**Goal:**
Recast the lines from the line with "Teacher note: indicate the flower petal" up to and including the last line of the records as a Markdown table with the columns n and Line, numbering each row and leaving out blank lines.

**Data:**
____________________
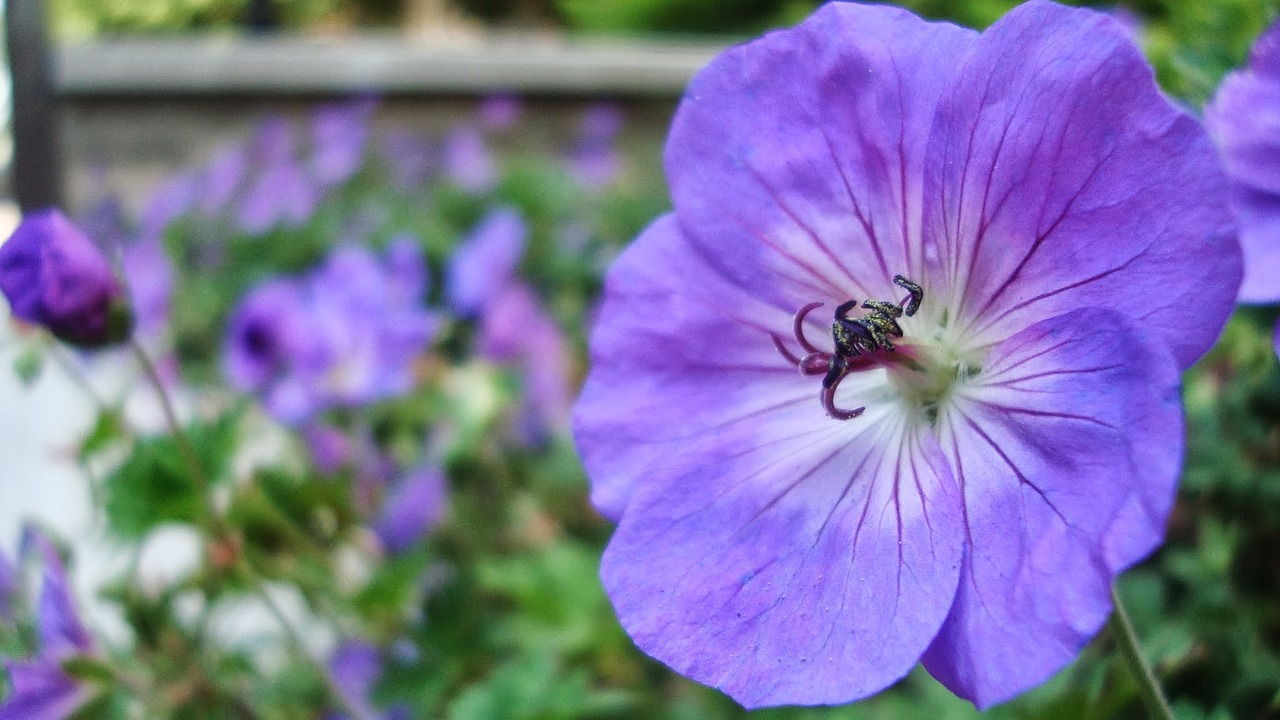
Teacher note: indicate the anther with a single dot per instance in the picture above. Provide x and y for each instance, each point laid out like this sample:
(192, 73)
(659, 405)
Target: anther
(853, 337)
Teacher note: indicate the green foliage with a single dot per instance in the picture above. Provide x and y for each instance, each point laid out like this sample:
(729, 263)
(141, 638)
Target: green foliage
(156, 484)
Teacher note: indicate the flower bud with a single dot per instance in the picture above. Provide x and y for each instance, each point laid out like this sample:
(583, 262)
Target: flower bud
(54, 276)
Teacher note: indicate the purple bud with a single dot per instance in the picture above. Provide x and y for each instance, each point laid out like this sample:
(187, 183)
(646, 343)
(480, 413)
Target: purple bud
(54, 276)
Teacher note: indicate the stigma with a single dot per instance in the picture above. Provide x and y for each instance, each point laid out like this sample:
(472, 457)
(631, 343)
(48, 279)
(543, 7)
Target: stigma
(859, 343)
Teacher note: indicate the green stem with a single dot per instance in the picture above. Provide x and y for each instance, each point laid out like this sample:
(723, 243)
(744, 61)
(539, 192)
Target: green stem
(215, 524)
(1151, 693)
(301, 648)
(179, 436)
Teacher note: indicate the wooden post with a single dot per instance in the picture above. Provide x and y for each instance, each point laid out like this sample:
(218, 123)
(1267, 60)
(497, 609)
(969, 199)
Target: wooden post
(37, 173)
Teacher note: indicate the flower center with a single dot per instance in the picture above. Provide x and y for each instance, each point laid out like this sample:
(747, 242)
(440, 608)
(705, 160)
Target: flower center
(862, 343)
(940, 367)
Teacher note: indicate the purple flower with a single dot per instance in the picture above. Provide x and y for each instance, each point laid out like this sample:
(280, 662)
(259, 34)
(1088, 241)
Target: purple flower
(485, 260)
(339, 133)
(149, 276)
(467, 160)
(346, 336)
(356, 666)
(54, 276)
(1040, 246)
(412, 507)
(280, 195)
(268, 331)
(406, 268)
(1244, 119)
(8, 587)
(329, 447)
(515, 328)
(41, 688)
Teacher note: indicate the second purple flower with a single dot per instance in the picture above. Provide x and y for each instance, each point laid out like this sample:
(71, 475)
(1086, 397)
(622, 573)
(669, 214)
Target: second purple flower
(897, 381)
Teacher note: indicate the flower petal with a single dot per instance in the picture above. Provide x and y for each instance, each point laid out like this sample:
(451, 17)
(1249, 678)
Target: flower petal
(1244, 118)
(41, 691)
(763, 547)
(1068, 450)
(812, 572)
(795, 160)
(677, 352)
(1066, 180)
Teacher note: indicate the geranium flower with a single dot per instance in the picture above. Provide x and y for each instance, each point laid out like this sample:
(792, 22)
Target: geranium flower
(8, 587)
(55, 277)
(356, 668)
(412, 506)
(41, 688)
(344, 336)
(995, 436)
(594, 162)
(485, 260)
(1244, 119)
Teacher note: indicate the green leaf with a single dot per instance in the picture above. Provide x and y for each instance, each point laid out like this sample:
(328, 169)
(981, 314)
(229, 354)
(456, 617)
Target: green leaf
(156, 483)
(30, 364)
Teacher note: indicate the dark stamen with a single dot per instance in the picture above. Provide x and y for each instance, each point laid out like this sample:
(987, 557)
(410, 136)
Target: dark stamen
____________________
**Solution to this problem:**
| n | Line |
|---|---|
| 1 | Teacher note: indicate the flower petal with a single dot per instance in the picture above. Provide x and y for each instance, each point laid out like this sample: |
| 2 | (451, 17) |
| 3 | (1249, 678) |
| 4 | Target: flower petal |
| 5 | (1244, 118) |
| 6 | (41, 691) |
| 7 | (763, 547) |
| 8 | (1068, 450) |
| 9 | (812, 572) |
| 10 | (795, 160) |
| 11 | (677, 352) |
| 12 | (1066, 180) |
| 13 | Teacher note: indicate the geranium flower with a single dot per instance in the picture above. Provide x and y for each instance, each point laid out like this sample: |
| 14 | (792, 22) |
| 15 | Target: geranium flower |
| 16 | (8, 587) |
| 17 | (55, 277) |
| 18 | (356, 668) |
| 19 | (412, 506) |
| 20 | (41, 688) |
| 21 | (344, 336) |
| 22 | (995, 436) |
| 23 | (594, 162) |
| 24 | (485, 260) |
| 25 | (1244, 119) |
| 26 | Teacher note: indicate the green leaf with a single dot per instance in the picture above. Provide x and y for each instance, each point laid out like this sample: |
| 27 | (328, 169) |
| 28 | (981, 314) |
| 29 | (229, 354) |
| 30 | (456, 617) |
| 31 | Target: green leaf |
| 32 | (156, 483) |
| 33 | (30, 364) |
| 34 | Teacher note: indicate the dark stamen with a single dot per instance in the picture above. Provide x and y for each instance, each point laid out like this sample: |
| 35 | (987, 557) |
| 36 | (410, 136) |
| 37 | Target: dark stamen |